How to load data from Hubspot to Google BigQuery

Blendo Team

This post helps you with loading your data from Hubspot to BigQuery. If you are looking to get analytics-ready data without the manual hassle you can integrate Hubspot to BigQuery with Blendo, so you can focus on what matters, getting value out of your customers’ data.

Extract your data from Hubspot

The Hubspot APIs are following the REST architecture, that can be accessed through HTTP. As a RESTful API, interacting with it can be achieved by using tools like CURL or Postman or by using http clients for your favourite language or framework.

A few suggestions:

You will need more time to read this post than integrating Hubspot to BigQuery.

Effortlessly Sync All Your Hubspot Data to BigQuery

Responses of the API are all in JSON, including errors although HTTP codes are also returned to indicate errors. Hubspot maintains some official SDKs for their APIs, like the hapipy client for python, also un official clients can be found.

Hubspot API Authentication

Hubspot API allows two types of authentication. OAuth and API keys. Hubspot encourages the use of oAuth for any serious integration and suggests to use basic authentication with API keys only for testing and rapid prototyping purposes.

Hubspot API rate limiting

HubSpot public endpoints are powered by the same underlying technology that powers the core HubSpot application. As a result, HubSpot engineering closely monitors usage of the public APIs to ensure a quality experience for users of a HubSpot application.

Below, you’ll find the limits by which a single integration (as identified by an access token) can consume HubSpot public APIs.

  1. Integrations cannot consume the HubSpot API at a rate greater than 10 requests/second.
  2. Polling of HubSpot APIs should occur at intervals of 5 minutes or more.
  3. Total requests to the HubSpot APIs should not exceed 10,000 in a 24 hour period.
  4. Failed requests to the HubSpot APIs may not exceed 5% of total syncs.
  5. All data passed to HubSpot must be properly encoded, and use application/json formatting.
  6. Integrations should use HubSpot’s OAuth protocol.
  7. Integrators must store time-to-live (TTL) data for OAuth access tokens as well as refresh tokens. Unauthorized (401) requests are not a valid indicator that a new access token must be retrieved.
  8. Integrators should use their own public and documented APIs when working with HubSpot APIs.
  9. We reserve the right to change or deprecate the APIs over time – we will provide developers ample notification in those cases.

» **DATA**

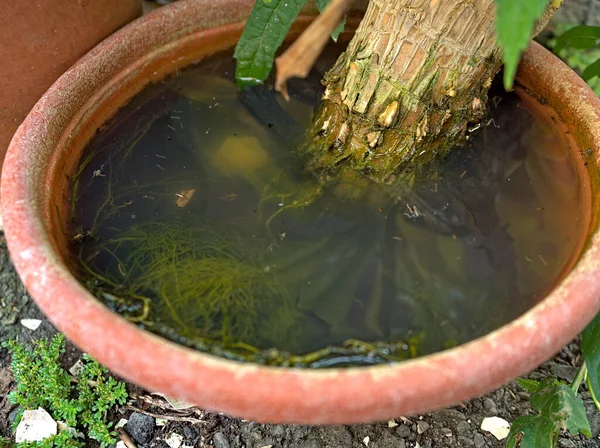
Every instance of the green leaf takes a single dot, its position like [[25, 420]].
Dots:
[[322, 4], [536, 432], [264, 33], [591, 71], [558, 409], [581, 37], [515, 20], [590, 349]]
...
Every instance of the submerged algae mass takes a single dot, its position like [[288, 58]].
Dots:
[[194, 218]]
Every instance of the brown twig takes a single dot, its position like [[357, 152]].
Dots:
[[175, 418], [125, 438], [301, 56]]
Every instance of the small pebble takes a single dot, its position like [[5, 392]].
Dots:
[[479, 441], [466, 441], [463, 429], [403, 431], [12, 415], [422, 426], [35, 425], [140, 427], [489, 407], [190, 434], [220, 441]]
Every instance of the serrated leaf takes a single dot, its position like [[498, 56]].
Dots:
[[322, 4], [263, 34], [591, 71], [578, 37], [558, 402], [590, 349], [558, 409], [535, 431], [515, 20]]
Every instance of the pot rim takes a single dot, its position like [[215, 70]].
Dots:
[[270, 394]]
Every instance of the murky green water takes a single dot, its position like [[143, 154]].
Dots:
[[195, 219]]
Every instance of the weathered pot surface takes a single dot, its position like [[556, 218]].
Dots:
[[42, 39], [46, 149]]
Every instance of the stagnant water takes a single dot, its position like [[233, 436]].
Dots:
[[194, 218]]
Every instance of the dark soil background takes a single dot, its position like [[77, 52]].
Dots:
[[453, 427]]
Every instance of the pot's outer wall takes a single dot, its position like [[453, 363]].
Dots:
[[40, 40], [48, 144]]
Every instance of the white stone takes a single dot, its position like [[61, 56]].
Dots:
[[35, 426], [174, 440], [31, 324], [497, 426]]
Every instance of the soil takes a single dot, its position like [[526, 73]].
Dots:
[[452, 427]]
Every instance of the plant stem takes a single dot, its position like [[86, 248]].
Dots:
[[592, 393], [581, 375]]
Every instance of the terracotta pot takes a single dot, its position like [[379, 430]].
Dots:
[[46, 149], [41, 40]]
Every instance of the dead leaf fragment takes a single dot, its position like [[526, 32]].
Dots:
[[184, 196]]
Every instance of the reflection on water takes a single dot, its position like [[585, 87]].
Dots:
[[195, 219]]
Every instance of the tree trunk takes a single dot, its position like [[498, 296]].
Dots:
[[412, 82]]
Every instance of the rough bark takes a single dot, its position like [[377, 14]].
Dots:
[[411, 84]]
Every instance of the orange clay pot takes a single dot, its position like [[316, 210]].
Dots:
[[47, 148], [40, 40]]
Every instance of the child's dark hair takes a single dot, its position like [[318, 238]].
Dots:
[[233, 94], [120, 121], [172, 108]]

» **INSTRUCTION**
Please continue the guide on loading Hubspot data into BigQuery, picking up after its final point about reserving the right to change or deprecate the APIs.

» **ANSWER TO THE PROBLEM**
Endpoints and available Resources

Hubspot API is actually a collection of a large number of APIs. Something that make sense if we consider that Hubspot is actually more than one products and each one of these products are quite complex on its own. The APIs are the following:

  • Calendar API. Anything that has to do with calendars in Hubspot and their possible operations.
  • Companies APIs. When we talk about business and customers we talk about companies, so here is your API for interacting with companies.
  • Companies properties APIs. Companies are important for Hubspot and there’s a lot of functionality around them so there’s an auxiliary API just for working with properties of companies.
  • Contacts APIs. Contacts are the fundamental building block to HubSpot – they store lead-specific data that makes it possible to leverage much of the functionality in HubSpot, from marketing automation, to lead scoring to smart content.
  • Contact Lists APIs. API for managing the lists of your contacts.
  • Contact properties APIs. Similar to companies, this API allows you to interact with the properties of your contacts.
  • COS Blog API. Interact with Blogs throughs the Hubspot platform.
  • COS Blog Authors API. API for interacting with the authors of your blogs.
  • COS Blog Comments API. Exposes functionality about the comments of your APIs.
  • COS Blog Posts API. Anything related to the posts of your Blog.
  • COS Blog Topics API. Manage the topics of your Blog.
  • COS Domains API. Manage your Domains through this API.
  • COS Files API. Operations concerning file management inside Hubspot.
  • COS Layouts API. Manage the layouts of your pages through this API.
  • COS Page Publishing API. Operations linked with publishing content through Hubspot’s platform.
  • COS Sitemaps API. Operations related to the management of sitemaps for the sites you create through the Hubspot platform.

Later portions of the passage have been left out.